**EXERCISE GOAL:** Take the material and output all of it exactly.

**Stored items:**
★ ★ ★ ★ ★

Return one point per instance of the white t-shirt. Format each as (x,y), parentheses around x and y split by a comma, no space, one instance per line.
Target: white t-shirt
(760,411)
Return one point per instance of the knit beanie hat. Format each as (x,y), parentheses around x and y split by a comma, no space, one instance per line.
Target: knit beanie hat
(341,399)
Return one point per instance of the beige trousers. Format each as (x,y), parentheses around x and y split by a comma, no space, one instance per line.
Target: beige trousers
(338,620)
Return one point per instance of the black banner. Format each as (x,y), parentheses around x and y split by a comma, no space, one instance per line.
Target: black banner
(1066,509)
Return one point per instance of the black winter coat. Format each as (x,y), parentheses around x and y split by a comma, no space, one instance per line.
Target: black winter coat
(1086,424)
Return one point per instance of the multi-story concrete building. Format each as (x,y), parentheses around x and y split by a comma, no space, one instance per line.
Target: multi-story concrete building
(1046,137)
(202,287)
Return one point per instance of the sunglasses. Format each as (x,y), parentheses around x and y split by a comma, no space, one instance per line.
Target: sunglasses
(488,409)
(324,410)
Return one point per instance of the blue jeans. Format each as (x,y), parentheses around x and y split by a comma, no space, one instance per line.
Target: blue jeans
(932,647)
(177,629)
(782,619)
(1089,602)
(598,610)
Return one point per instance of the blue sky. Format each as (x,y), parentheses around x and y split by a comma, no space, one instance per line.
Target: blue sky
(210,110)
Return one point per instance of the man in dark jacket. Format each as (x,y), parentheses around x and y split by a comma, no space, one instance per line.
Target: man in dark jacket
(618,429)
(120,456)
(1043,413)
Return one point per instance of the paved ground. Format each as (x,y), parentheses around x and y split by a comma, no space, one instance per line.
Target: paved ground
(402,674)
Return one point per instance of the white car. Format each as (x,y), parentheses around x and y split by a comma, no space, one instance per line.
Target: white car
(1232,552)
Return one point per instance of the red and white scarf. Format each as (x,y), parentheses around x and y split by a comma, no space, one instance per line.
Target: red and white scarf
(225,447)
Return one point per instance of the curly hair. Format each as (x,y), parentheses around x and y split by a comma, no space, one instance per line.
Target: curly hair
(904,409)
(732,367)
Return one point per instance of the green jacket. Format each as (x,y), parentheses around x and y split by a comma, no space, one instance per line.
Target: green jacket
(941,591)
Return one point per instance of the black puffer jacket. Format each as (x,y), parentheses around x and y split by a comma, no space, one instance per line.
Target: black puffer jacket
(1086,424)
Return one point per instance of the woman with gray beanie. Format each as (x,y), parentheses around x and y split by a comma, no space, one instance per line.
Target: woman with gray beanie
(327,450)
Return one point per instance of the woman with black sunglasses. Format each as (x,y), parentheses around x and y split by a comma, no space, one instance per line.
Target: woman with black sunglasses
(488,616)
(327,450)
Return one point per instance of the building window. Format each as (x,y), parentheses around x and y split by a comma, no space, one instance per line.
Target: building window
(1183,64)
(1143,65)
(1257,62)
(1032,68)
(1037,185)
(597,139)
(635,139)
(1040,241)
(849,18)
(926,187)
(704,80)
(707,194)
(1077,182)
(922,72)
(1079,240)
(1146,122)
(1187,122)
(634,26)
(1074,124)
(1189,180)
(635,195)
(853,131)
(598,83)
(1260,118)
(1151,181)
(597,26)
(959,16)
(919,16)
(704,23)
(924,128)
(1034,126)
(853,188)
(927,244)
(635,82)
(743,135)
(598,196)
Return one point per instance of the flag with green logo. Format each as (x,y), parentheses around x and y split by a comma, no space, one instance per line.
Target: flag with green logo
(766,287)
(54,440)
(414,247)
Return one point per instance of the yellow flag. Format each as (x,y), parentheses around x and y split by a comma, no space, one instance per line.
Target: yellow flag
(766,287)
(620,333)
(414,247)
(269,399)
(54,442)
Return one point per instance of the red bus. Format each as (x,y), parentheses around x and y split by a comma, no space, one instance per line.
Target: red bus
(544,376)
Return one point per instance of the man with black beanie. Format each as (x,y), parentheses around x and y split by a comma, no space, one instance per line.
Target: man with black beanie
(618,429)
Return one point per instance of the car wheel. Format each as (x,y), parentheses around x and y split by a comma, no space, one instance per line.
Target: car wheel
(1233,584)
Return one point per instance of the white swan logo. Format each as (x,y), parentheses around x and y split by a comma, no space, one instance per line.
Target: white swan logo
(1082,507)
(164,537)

★ ★ ★ ★ ★

**COMPLETE OUTPUT:**
Return one point per instance of the white t-shirt. Format each as (x,y), parentheses around x and y split by a comma, no space, one instance per line.
Target: white t-shirt
(760,411)
Return one point per instance of the knit beanie hat. Format each as (x,y), parentheses around x and y split by a comma, no space, one instance per line.
Target: knit beanie hat
(341,399)
Return one point per instance of the beige trousers. Format each as (x,y), parentheses around x and y split by a comma, no space, one instance per line.
Target: beige trousers
(338,620)
Return one point per instance of the black banner. Format each as (x,y), parentheses around x and y split by a comma, no space, one instance per line.
Target: black banner
(1066,509)
Return one point per instance of the black winter coat. Format each as (x,y), parentheses around x and y split by a comma, no space, one instance per line.
Target: black winter coat
(1086,424)
Return one point per instance of the multi-story concrete building. Format each as (x,y), parentheses around x and y split by a comma, no space, one instance per line.
Target: multi-story concrete building
(1046,137)
(202,287)
Return one point per instance of the sunglasses. Format each as (x,y), parentheses around x and y split by a comma, no space, one instance per line.
Target: sunglasses
(488,409)
(324,410)
Return one point per instance of the blue jeans. Format each as (x,y), parentheses around x and y split by a comma, no space, one instance per line.
Target: blue jeans
(932,647)
(177,629)
(782,619)
(1089,602)
(598,610)
Return one point per instance of the blue sky. Format each as (x,y), parentheses around x and y split by a comma, no space, one instance per line.
Target: blue sky
(210,110)
Return one point per instance of the man in dark jacket. Format each as (x,y), parentheses around x and y split by a comma, no space, one instance per line.
Target: man in dark jacket
(618,429)
(120,456)
(1043,413)
Return one point per instance of the paved ground. Format each as (x,y), parentheses around x and y split by a comma, no space, one instance per line.
Target: paved ground
(402,674)
Return one point per instance of the white car. Format each as (x,y), parentheses around x and y split by a comma, no space, one instance per line.
Target: white car
(1232,552)
Return one point per instance of the red and white scarf. Format each as (x,y), parentheses around x and y split by a comma, no space, one instance per line.
Target: red and white scarf
(225,447)
Return one point per instance of the curly hair. Format each as (x,y), parentheses around x and y split by a comma, no space, one instance per line.
Target: curly hair
(904,409)
(732,367)
Return one point per instance of the green jacket. Format each as (x,y), parentheses around x and y split by a comma, no space, one instance per line.
Target: green jacket
(941,591)
Return one point per instance of the black puffer jacket. Format each as (x,y), parentheses around x and y split by a comma, no space, one instance per line.
Target: black puffer jacket
(1086,424)
Return one point per instance of the woman with gray beanie. Format each as (x,y), parentheses around x and y split by a comma, no space, one instance per line.
Target: woman with gray beanie
(327,450)
Return one point per instance of the woman with black sunglasses. Format each as (x,y), parentheses around x and y split by a comma, no space, one instance per line.
Target: woman with black sunglasses
(488,616)
(327,450)
Return one point per instance of the building window. Format each as (x,y), parentheses around x and y split by a comma, no space, one instance per line.
Target: building window
(1183,64)
(1143,65)
(1257,62)
(1032,68)
(1037,185)
(597,139)
(635,139)
(1040,241)
(849,18)
(926,187)
(704,80)
(707,194)
(1077,182)
(922,72)
(1079,240)
(1146,122)
(1187,122)
(634,26)
(1074,124)
(1189,180)
(635,195)
(853,131)
(598,83)
(1260,118)
(1151,181)
(597,26)
(959,16)
(919,16)
(704,23)
(924,128)
(1034,126)
(853,188)
(927,244)
(635,82)
(743,135)
(598,196)
Return one point per instance of the flag with green logo. Format each as (x,y), parentheses around x and y split by a comma, no space, one instance per line.
Target: flag with green logo
(766,287)
(54,440)
(414,247)
Return one point per instance of the yellow flag. Format each as (x,y), parentheses around x and y split by a comma, no space, one instance per line.
Target: yellow flag
(766,287)
(620,333)
(414,247)
(269,399)
(54,442)
Return one point per instance of the red bus. Format each as (x,y), parentheses around x and y split by a comma, no space, one instance per line.
Target: red bus
(544,376)
Return one point per instance of the man with black beanie. Format each as (x,y), parentheses around x and y split by a comma, no space, one instance per line.
Target: man with black beanie
(618,429)
Return one point per instance of the car wheel. Format each as (x,y), parentheses around x and y split by a comma, no space, one instance per line.
Target: car wheel
(1233,584)
Return one point per instance of the white swan logo. Format each as (x,y), parentheses around x and y split by a comma, no space, one instance per line.
Target: white swan logo
(1082,507)
(164,537)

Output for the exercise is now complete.